■ **Stated task 1**
Scale the part of the listing that opens with the line containing "the form (82,585)." and closes with the end of the listing. Give every line again with the requests included, multiplying each coordinate in the answers by 1.15 and rounding to whole numbers with halves rounded up, and leave the numbers in the requests unchanged.

FastAI does not tokenise the words rather uses Spacy which is quite popular.

Import imDB dataset.

In [21]:
from fastai.text.all import *
path = untar_data(URLs.IMDB)

In [22]:
files = get_text_files(path, folders=['train', 'test', 'unsup'])

In [23]:
txt = files[0].open().read()
txt[:60]

"I'm getting frustrated that so many people are complaining t"

### Word Tokeniser

In [24]:
spacy = WordTokenizer()
toks = first(spacy([txt]))
print(coll_repr(toks, 30))

(#231) ['I',"'m",'getting','frustrated','that','so','many','people','are','complaining','that','this','show','is','propaganda','for','the','Christian','religion','.','I','watched','the','first','few','episodes','of','this','miniseries','and'...]


The above step splits all words like "it's" into "it" and "s".

In [25]:
tokeniser = Tokenizer(spacy)
print(coll_repr(tokeniser(txt), 30))

■ **Stated task 2**
For each statement (a), (b) and (c), say yes or no to whether it agrees with the tokenization notebook excerpt, and quote the words from the excerpt that decide it. (a) FastAI uses Spacy instead of tokenizing the words itself. (b) The text files are gathered from the 'train' and 'test' folders only. (c) The word tokenizer step splits "it's" into "it" and "s".

[Dataset excerpts on object pointing]
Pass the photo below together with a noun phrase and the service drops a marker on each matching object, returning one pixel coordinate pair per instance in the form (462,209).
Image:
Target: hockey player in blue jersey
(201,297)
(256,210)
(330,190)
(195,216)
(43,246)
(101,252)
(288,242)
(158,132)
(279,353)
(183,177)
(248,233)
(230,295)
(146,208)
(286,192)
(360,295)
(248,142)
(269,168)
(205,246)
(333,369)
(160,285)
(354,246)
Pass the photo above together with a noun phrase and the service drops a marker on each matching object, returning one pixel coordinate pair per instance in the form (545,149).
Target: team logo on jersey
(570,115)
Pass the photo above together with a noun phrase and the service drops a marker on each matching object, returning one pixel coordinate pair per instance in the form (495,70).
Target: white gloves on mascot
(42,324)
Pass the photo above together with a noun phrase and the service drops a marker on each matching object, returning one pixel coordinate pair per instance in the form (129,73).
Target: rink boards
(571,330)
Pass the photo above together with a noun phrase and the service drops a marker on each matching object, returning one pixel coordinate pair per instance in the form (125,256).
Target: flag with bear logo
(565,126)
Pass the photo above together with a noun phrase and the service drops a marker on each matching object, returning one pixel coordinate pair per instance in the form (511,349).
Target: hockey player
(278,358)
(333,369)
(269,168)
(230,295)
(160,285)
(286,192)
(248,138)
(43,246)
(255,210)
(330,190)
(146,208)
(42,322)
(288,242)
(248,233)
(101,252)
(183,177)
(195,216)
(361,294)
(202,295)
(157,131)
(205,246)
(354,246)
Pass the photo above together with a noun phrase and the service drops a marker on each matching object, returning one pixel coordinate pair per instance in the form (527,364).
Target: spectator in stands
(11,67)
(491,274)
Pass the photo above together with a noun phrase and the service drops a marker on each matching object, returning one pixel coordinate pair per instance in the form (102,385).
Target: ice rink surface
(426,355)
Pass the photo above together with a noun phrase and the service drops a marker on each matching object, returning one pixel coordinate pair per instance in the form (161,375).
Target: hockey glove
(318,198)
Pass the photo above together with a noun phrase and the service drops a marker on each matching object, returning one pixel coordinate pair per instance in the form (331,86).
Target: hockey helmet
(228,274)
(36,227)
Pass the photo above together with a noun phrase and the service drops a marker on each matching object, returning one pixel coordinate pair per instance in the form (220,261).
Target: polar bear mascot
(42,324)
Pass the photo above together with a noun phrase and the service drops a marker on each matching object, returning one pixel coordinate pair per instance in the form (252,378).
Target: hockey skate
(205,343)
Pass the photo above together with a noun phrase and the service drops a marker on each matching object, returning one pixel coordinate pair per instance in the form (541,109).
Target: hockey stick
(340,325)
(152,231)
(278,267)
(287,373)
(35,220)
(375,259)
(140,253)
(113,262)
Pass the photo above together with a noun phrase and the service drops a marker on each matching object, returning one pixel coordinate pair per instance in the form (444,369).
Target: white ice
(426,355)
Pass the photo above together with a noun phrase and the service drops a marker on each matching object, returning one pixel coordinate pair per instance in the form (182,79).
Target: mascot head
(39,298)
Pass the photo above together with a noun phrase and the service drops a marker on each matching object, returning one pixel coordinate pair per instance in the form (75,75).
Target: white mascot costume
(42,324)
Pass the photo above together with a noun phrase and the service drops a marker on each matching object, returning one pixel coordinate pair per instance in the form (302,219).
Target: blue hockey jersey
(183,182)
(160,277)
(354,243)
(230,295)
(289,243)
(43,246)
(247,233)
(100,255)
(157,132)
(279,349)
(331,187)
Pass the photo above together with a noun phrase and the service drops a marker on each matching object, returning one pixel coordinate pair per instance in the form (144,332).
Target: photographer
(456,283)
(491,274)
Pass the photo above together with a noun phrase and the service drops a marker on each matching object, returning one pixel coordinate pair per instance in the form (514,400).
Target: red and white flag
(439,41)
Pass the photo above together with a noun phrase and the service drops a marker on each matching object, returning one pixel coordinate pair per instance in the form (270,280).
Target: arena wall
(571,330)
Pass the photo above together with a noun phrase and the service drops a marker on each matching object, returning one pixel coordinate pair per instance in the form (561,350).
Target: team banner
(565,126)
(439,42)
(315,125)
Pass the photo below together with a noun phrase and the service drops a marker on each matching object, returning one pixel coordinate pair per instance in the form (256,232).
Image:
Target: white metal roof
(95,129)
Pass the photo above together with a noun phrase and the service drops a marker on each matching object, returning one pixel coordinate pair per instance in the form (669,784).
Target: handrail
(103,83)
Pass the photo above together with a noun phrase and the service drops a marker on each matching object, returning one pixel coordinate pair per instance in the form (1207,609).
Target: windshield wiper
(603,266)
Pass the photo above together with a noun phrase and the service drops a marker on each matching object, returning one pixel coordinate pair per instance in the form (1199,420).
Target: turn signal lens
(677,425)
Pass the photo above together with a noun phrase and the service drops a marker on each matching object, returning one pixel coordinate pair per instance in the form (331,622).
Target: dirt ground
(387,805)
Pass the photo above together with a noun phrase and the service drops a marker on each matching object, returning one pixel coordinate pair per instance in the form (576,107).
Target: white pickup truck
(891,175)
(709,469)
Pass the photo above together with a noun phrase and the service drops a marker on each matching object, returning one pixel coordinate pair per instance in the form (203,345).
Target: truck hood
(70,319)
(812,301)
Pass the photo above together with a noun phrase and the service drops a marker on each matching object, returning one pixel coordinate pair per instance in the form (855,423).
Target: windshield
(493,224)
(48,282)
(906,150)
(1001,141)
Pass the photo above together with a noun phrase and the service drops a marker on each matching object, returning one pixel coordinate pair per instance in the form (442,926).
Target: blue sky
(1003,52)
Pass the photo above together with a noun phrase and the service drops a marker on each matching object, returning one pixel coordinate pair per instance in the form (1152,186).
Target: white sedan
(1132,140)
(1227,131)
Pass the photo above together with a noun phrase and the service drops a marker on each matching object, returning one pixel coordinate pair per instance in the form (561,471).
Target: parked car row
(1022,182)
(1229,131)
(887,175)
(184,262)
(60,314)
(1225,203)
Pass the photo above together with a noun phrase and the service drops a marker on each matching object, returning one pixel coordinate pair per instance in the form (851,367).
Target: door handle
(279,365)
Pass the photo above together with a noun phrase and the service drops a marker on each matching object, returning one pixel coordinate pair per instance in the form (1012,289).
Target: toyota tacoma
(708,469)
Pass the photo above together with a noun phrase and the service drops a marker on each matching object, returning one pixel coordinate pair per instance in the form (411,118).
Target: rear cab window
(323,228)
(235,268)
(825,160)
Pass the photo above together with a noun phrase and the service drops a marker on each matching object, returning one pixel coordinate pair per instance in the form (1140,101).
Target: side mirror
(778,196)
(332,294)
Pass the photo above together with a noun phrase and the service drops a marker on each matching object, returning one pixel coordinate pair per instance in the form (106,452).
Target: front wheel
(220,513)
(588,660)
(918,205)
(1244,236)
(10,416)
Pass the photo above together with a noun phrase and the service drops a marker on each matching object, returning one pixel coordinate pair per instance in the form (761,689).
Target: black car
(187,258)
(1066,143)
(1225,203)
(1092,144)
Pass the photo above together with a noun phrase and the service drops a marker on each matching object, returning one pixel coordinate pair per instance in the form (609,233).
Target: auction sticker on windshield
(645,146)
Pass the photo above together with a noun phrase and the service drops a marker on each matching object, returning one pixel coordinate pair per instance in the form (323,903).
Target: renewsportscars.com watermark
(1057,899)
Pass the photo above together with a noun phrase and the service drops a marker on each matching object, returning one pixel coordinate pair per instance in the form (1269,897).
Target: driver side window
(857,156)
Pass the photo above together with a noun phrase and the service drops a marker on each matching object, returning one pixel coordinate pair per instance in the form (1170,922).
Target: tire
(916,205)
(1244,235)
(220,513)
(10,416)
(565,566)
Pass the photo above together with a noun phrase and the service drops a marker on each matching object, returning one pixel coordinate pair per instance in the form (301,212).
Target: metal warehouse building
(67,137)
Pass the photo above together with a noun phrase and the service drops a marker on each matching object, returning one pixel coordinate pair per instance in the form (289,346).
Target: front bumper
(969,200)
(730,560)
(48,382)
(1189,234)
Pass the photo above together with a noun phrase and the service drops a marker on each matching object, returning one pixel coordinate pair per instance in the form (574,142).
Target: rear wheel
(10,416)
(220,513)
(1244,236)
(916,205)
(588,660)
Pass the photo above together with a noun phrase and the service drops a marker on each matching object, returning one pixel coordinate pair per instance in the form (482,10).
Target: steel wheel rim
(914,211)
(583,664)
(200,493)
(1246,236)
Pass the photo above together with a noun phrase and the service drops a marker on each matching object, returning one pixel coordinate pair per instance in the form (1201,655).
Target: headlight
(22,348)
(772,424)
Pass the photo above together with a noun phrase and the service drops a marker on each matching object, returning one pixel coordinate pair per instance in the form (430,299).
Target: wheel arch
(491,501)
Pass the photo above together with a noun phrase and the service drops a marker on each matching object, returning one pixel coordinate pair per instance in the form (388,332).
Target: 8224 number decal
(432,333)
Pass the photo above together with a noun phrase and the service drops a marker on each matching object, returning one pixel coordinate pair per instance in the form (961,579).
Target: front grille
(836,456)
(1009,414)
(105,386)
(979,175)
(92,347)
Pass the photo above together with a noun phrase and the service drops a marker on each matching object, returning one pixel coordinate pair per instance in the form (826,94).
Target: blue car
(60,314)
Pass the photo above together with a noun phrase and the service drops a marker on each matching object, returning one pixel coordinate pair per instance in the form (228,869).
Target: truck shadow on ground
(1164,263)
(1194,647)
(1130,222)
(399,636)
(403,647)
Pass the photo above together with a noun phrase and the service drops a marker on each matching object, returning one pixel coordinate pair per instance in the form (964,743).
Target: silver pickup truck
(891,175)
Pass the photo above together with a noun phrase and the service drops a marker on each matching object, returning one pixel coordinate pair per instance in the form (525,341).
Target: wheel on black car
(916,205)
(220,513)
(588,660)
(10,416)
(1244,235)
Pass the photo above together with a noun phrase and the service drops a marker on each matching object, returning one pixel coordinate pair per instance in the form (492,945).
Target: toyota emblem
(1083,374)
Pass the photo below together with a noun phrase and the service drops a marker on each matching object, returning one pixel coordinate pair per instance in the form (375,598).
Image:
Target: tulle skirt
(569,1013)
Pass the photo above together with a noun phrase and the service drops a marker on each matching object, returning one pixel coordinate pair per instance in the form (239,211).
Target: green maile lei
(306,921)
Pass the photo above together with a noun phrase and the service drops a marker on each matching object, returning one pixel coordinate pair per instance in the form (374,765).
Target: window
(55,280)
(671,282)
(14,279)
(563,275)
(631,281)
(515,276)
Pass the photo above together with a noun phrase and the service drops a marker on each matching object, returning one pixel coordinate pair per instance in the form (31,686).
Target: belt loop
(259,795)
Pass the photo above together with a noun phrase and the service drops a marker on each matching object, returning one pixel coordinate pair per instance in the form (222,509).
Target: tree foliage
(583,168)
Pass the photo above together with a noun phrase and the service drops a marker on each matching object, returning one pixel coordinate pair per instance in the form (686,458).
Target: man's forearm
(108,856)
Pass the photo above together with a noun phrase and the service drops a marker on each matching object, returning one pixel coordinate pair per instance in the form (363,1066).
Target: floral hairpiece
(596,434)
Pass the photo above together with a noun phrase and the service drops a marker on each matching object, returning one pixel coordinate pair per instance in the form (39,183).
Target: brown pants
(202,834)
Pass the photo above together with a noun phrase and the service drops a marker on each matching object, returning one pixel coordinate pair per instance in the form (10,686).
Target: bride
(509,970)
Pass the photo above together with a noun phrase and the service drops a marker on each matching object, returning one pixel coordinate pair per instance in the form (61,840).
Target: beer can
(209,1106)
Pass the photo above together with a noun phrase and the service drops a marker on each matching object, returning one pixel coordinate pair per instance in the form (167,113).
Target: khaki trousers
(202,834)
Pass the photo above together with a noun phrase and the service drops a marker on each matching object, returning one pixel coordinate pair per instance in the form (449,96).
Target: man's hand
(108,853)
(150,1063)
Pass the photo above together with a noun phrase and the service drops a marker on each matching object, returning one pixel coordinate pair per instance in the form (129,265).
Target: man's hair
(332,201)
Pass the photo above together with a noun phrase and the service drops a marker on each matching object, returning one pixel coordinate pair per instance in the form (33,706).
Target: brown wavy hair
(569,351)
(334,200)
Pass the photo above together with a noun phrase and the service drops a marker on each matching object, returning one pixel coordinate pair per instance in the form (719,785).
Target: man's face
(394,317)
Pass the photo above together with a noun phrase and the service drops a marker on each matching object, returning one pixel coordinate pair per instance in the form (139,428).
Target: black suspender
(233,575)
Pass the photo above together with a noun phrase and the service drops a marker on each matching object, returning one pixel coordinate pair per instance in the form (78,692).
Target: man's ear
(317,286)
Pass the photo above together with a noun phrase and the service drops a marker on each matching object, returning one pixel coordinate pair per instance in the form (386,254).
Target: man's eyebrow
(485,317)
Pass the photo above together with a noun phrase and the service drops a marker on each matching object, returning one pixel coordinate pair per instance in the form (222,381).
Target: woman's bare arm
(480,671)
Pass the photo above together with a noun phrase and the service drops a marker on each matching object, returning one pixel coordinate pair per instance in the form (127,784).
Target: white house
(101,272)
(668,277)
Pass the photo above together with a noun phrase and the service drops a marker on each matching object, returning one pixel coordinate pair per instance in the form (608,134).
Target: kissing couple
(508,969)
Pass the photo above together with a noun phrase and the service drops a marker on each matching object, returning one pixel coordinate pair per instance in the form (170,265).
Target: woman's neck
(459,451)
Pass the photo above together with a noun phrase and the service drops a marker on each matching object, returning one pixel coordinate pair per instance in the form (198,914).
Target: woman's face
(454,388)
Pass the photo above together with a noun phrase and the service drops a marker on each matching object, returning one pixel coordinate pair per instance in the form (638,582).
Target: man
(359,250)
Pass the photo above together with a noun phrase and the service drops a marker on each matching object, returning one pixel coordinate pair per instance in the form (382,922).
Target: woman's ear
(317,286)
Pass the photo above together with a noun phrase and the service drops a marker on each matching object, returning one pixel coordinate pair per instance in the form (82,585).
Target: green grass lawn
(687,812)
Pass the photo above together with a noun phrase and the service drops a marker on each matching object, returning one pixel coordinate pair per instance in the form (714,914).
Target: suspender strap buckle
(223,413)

■ **Right answer 1**
Pass the photo above together with a noun phrase and the service drops a marker on each matching object, returning one pixel coordinate pair per instance in the form (82,585).
Target: green grass lawn
(790,934)
Pass the photo above together with a noun phrase and the service drops a marker on each matching object, returning one pixel coordinate pair per instance in the form (714,914).
Target: suspender strap buckle
(256,475)

■ **Right answer 2**
(a) Yes: "FastAI does not tokenise the words rather uses Spacy which is quite popular."
(b) No: "folders=['train', 'test', 'unsup']"
(c) Yes: "The above step splits all words like "it's" into "it" and "s"."